Görev Tanımı: Lütfen karar metninin "Düzenlenen bilirkişi raporu" ile başlayıp "kayıt edildiği görülmüştür." sözlerine kadar uzanan kısmını, "ikinci toplantıda" yerine "sonraki toplantıda" koyarak yeniden yazın.
╭─ Seçilen Bölüm
DELİLLER VE GEREKÇE :
Asıl Dava ; Davalı şirketin Olağan Genel Kurul 20-04-2016 tarihli toplantısında alınan 6, 8, 9, 11 ve 12 numaralı kararların iptalini istemine ilişkindir.
Birleşen Dava ; Davalı şirketin Olağan Genel Kurul 27-05-2016 tarihli toplantısında alınan 2, 3 ve 5 numaralı kararların iptalini istemine ilişkindir.
Tarafların aktif ve pasif dava ehliyetleri denetlenip uyuşmazlık konuları resen belirlenerek , kanıtlar toplanmak ve bilirkişi incelemesi yaptırılmak suretiyle sonuçlandırılmıştır.
Düzenlenen bilirkişi raporu bilirkişi raporu gerekçeli ve denetime elverişli bulunmakla hükme esas alınmıştır.
Bu itibarla toplanan deliller, mahkememizce benimsenen bilirkişi raporu, tarafların iddia ve savunmaları, hep birlikte değerlendirildiğinde;
Davalı şirketin 2015 senesine ilişkin olağan genel kurul toplantısının 20-04-2016 ve 27-05-2016 tarihlerinde yapıldığı,
20-04-2016 tarihinde yapılan ilk toplantıda; davacının talebi üzerine hesapların ve ibraların görüşülmesi ertelenmiş, daha sonra yapılan 27-05-2016 tarihli ikinci toplantıda da yönetim kurulu faaliyet raporu, hesaplar ve ibra konusu görüşülerek kabul edildiği,
————– tarihli ilk toplantıda alınan kararlar, —– tarihinde tescil edildiği, —— tarihli ve 9067 sayılı Türkiye Ticaret Sicili Gazetesi’nde yayımlandığı,
———- tarihli ikinci toplantıda alınan kararlar ise —— tarihinde Ticaret Sicil Müdürlüğü’ne kayıt edildiği görülmüştür.
╰─
╭─ Veri Kesiti
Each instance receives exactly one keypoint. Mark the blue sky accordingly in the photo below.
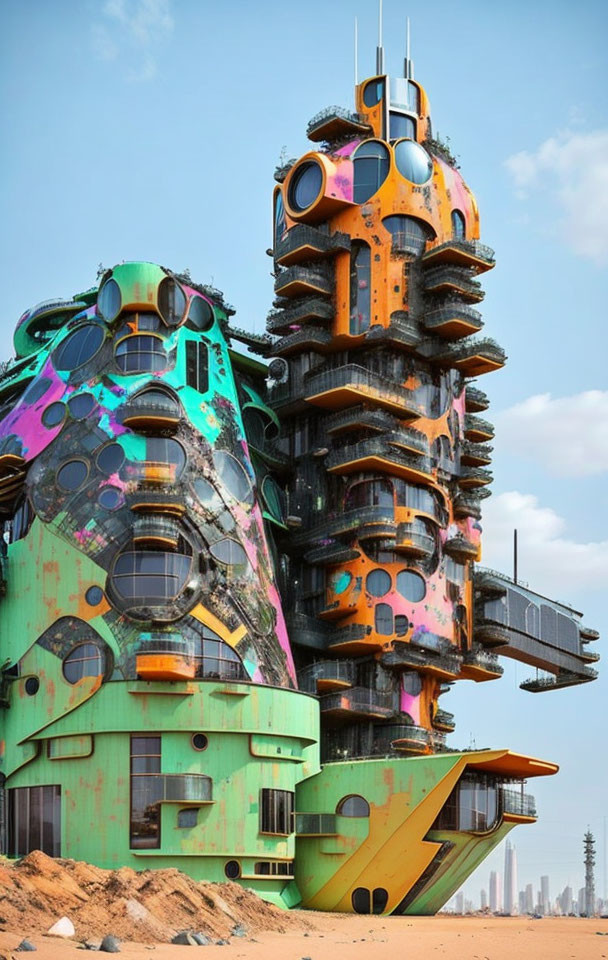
╰─
Çözüm Aşağıda:
Düzenlenen bilirkişi raporu bilirkişi raporu gerekçeli ve denetime elverişli bulunmakla hükme esas alınmıştır.
Bu itibarla toplanan deliller, mahkememizce benimsenen bilirkişi raporu, tarafların iddia ve savunmaları, hep birlikte değerlendirildiğinde;
Davalı şirketin 2015 senesine ilişkin olağan genel kurul toplantısının 20-04-2016 ve 27-05-2016 tarihlerinde yapıldığı,
20-04-2016 tarihinde yapılan ilk toplantıda; davacının talebi üzerine hesapların ve ibraların görüşülmesi ertelenmiş, daha sonra yapılan 27-05-2016 tarihli sonraki toplantıda da yönetim kurulu faaliyet raporu, hesaplar ve ibra konusu görüşülerek kabul edildiği,
————– tarihli ilk toplantıda alınan kararlar, —– tarihinde tescil edildiği, —— tarihli ve 9067 sayılı Türkiye Ticaret Sicili Gazetesi’nde yayımlandığı,
———- tarihli sonraki toplantıda alınan kararlar ise —— tarihinde Ticaret Sicil Müdürlüğü’ne kayıt edildiği görülmüştür.